» **Documento di partenza**:

■ ■ ■ ■ ■

«Le vittime, i 10 morti di amianto nel Teatro alla Scala, i loro familiari, i loro rappresentanti, le associazioni e comitati, costituiti parti civili, attendono finalmente una presa di posizione di vicinanza e solidarietà da parte dell’attuale presidente della Fondazione Teatro alla Scala, Giuseppe Sala, sindaco di Milano, che non può restare silente di fronte alla tragedia che ha colpito i lavoratori e gli artisti del teatro lirico più importante del nostro Paese e che continua a mietere vittime», è quanto hanno dichiarato, al termine dell’udienza del 29 gennaio al Tribunale di Milano, Fulvio Aurora, Medicina Democratica e AIEA, Associazione Italiana Esposti Amianto, Michele Michelino, Comitato per la Difesa della Salute nei Luoghi di Lavoro e nel Territorio, Roberto d’Ambrosio, Comitato Ambiente e Salute del Teatro alla Scala, e Pierluigi Sostaro della CUB Informazione e Spettacolo.
L’udienza coinvolge il teatro meneghino che è fra i più importanti sulla scena internazionale e anche uno dei pochi di cui si è a conoscenza della strage dei lavoratori causata dall’amianto che si trovava nell’ambiente: il tutto è stato documentato con il dossier presentato un anno fa dal Comitato Ambiente e Salute del Teatro alla Scala, con la denuncia di assenza di informazioni sui rischi per la salute, la mancanza di dispositivi di protezione, condizioni di lavoro non rispettose delle norme di sicurezza, gravissimi ritardi nelle bonifiche, o realizzate solo dopo le denunce dei lavoratori.
«Sono stati messi dei paletti di verità sulle conoscenze scientifiche maggiormente condivise – ha dichiarato Laura Mara avvocata delle parti civili Medicina Democratica, AIEA e Comitato per la Difesa della Salute nei Luoghi di Lavoro e nel Territorio – per cui sono venuti a cadere alcuni cavalli di battaglia della difesa. Un esempio fra i tanti: smontata la tesi sostenuta dall’ingegnere di parte Giuseppe Nano, secondo cui non era possibile dotare i lavoratori di maschere e respiratori contro le polveri di amianto prima degli anni ’90 del secolo scorso, in quanto non esistevano. Un falso, come dimostrano i contributi del prof. Lorenzo Tomatis, oncologo ed epidemiologo di fama internazionale, direttore dello Iarc per 12 anni, che attestano l’esistenza dei filtri Hepa fin dagli anni ’50, esistenza mai smentita da nessuno».

■ ■ ■ ■ ■

» **Materiale presentato**:
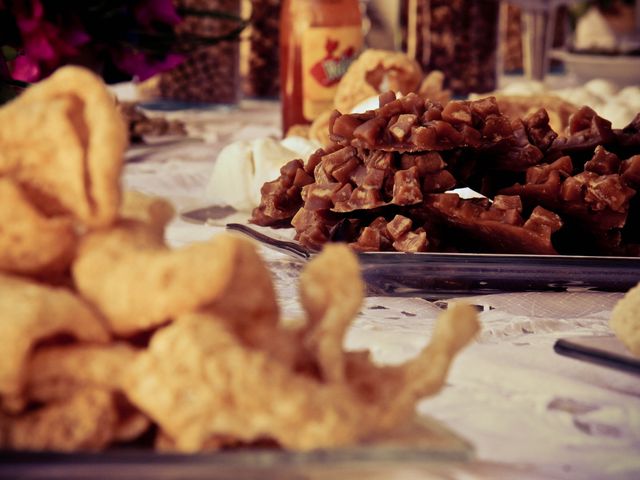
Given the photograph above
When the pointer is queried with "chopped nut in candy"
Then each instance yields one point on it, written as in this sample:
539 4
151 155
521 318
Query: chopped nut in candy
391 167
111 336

■ ■ ■ ■ ■

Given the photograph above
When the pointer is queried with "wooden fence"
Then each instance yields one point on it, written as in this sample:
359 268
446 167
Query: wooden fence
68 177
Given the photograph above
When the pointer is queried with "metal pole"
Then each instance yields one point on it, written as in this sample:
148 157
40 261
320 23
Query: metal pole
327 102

■ ■ ■ ■ ■

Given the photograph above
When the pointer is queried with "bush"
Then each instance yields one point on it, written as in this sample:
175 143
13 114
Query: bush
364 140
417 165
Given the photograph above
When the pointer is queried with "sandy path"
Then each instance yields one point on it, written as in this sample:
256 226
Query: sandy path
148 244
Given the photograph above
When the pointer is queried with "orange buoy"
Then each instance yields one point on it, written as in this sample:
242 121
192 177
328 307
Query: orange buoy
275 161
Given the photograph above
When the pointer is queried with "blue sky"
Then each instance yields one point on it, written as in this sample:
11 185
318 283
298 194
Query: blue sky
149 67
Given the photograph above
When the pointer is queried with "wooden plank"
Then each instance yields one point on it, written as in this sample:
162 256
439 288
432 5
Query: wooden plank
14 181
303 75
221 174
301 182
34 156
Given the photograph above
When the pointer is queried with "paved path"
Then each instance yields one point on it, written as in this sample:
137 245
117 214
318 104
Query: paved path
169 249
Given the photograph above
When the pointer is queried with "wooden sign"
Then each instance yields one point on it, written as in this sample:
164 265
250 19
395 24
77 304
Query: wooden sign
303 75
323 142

■ ■ ■ ■ ■

» **Parti dell'esercizio**:
(1) Spiega, per favore, in una-tre frasi, perché secondo l'articolo sull'amianto alla Scala la tesi dell'ingegnere Giuseppe Nano sulle maschere e i respiratori viene definita "Un falso".
(2) Prosegui l'articolo sull'amianto alla Scala a partire dall'ultima frase riportata.
I dati non hanno alcun ruolo in questo esercizio.

» **Esiti delle consegne**:
(1) Nano sosteneva che prima degli anni '90 non si potessero fornire ai lavoratori maschere e respiratori contro le polveri di amianto, perché non esistevano. L'articolo la definisce falsa perché i contributi del prof. Lorenzo Tomatis attestano che i filtri Hepa esistevano già dagli anni '50, e nessuno lo ha mai smentito.

(2)
«Appaiono chiare – ha sottolineato Michele Michelino – le evidenti responsabilità dei dirigenti e del sovrintendente Carlo Fontana, che hanno omesso di informare i lavoratori e dare mezzi di protezione individuali, esponendoli a gravi rischi per la salute, come purtroppo è accaduto. Ma, paradossalmente, questa dimenticanza dell’ingegner Nano ed altre cruciali questioni, per quanto enunciate, nella sua arringa, dall’avvocata Laura Mara, non state ammesse negli atti processuali dal Tribunale».
«A questo punto – ha sottolineato Fulvio Aurora di Medicina Deocratica– ci aspettiamo che il Tribunale di Milano, cambi registro e finalmente apra uno squarcio sulla linea fin qui tenuta e faccia giustizia condannando i responsabili. Ci auguriamo che venga sventato il pericolo che anche questo processo per morti di amianto venga sminuito, minimizzato e si concluda con pene irrisorie, prescrizioni o peggio assoluzioni, come quello per la Breda o quello per la strage di Viareggio».